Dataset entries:
>>>

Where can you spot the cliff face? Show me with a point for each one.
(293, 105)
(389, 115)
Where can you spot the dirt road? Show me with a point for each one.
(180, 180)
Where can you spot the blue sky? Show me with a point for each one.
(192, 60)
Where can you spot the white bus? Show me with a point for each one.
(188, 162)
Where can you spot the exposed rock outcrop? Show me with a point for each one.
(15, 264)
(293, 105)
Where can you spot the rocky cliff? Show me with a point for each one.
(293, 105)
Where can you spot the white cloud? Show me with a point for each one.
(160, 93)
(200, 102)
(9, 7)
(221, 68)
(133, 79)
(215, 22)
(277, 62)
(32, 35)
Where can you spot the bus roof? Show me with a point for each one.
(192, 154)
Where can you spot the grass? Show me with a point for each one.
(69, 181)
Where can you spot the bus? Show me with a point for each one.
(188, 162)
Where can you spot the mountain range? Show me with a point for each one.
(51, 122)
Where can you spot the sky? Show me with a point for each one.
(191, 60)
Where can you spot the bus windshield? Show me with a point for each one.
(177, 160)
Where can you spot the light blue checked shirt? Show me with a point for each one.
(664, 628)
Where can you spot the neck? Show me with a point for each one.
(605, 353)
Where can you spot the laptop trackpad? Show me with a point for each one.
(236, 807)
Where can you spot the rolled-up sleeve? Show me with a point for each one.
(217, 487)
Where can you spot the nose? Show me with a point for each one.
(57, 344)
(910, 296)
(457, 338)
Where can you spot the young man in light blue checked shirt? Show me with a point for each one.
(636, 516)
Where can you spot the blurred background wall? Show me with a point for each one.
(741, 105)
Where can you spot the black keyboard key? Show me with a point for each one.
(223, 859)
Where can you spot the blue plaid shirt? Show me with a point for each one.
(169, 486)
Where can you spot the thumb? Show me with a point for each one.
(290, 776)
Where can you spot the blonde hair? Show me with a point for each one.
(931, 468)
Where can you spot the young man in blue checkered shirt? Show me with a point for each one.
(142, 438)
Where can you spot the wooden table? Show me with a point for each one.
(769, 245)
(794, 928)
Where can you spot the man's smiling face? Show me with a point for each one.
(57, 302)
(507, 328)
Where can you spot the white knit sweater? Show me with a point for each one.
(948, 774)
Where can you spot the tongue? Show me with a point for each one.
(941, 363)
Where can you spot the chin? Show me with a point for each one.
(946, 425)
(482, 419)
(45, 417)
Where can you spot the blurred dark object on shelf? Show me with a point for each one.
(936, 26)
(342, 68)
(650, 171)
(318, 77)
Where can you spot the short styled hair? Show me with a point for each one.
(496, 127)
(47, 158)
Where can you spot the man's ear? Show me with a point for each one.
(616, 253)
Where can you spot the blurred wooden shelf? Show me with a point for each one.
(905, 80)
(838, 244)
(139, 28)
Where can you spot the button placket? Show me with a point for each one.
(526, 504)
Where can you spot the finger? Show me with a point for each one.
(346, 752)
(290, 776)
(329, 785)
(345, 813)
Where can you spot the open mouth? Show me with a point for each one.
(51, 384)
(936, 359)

<<<

Print every record above exactly as it was given.

Where can you spot the cliff face? Show me with a point for each one.
(293, 105)
(389, 115)
Where can you spot the dirt road? Show me with a point for each one.
(180, 180)
Where can you spot the blue sky? Show me with a point for each one.
(192, 60)
Where can you spot the white bus? Show me with a point for each one.
(188, 162)
Where can you spot the exposed rock outcrop? Show me with a point for each one.
(15, 264)
(293, 105)
Where can you spot the rocky cliff? Show me with a point for each one.
(293, 105)
Where can you spot the white cloud? Show me with a point for each one.
(160, 93)
(200, 102)
(9, 7)
(221, 68)
(133, 79)
(215, 22)
(277, 62)
(32, 35)
Where can you spot the bus roof? Show me with a point for each one.
(192, 154)
Where can you spot the grass? Show me with a point for each one.
(69, 181)
Where can you spot the bus? Show me with a point for each one.
(188, 162)
Where can you spot the mountain range? Show me with a point for each one.
(51, 122)
Where can you spot the sky? Show me with a point for each one.
(191, 60)
Where can you spot the bus windshield? Show me with a point for each one.
(177, 160)
Where can you spot the light blue checked shirt? Show me with a point for each one.
(664, 628)
Where can you spot the neck? Show me with a point for each one.
(605, 353)
Where can you spot the laptop trackpad? Show me with a point for each one.
(236, 807)
Where can you spot the rolled-up sleeve? Show me with a point for each one.
(217, 487)
Where can you spot the nose? Show me with a point for each one.
(57, 344)
(910, 296)
(457, 338)
Where can you spot the young man in light blue checked shirt? Show me with a point for each one.
(636, 516)
Where can you spot the blurred background wall? Show me with a point for each one.
(741, 105)
Where can you spot the black keyboard key? Show me with a point for each one.
(223, 859)
Where can you spot the blue plaid shirt? Show me with a point for each one.
(169, 486)
Where can you spot the thumb? Show me with a point for each one.
(290, 776)
Where can you spot the blonde hair? Show me with a point for each one.
(931, 468)
Where can you spot the young man in blue checkered shirt? Show me with a point for each one.
(142, 438)
Where can you spot the wooden table? Show me with a point for each one.
(769, 245)
(794, 928)
Where can you spot the man's smiling face? Show me with a point for each one.
(57, 302)
(507, 328)
Where can you spot the white knit sweater? Show me with a point for each one.
(948, 774)
Where can you spot the tongue? Show me with a point for each one.
(941, 363)
Where can you spot the chin? Show me with a point for each one.
(946, 425)
(482, 419)
(45, 417)
Where can you spot the blurred dark object on shelf? Show me with a point for each one.
(936, 26)
(342, 68)
(650, 171)
(318, 77)
Where can you spot the short styled hair? Show me with a point for each one.
(496, 127)
(47, 158)
Where can you spot the man's ear? Show me with a point for each one.
(616, 253)
Where can you spot the blurred wooden shelf? Show me with a point for each one.
(905, 80)
(838, 244)
(139, 28)
Where can you spot the button placket? Show me with a point for each one.
(526, 504)
Where can you spot the finger? Show me with a point for each one.
(346, 752)
(290, 776)
(329, 785)
(345, 813)
Where can you spot the open mouth? Show me with a point for each one.
(51, 384)
(936, 359)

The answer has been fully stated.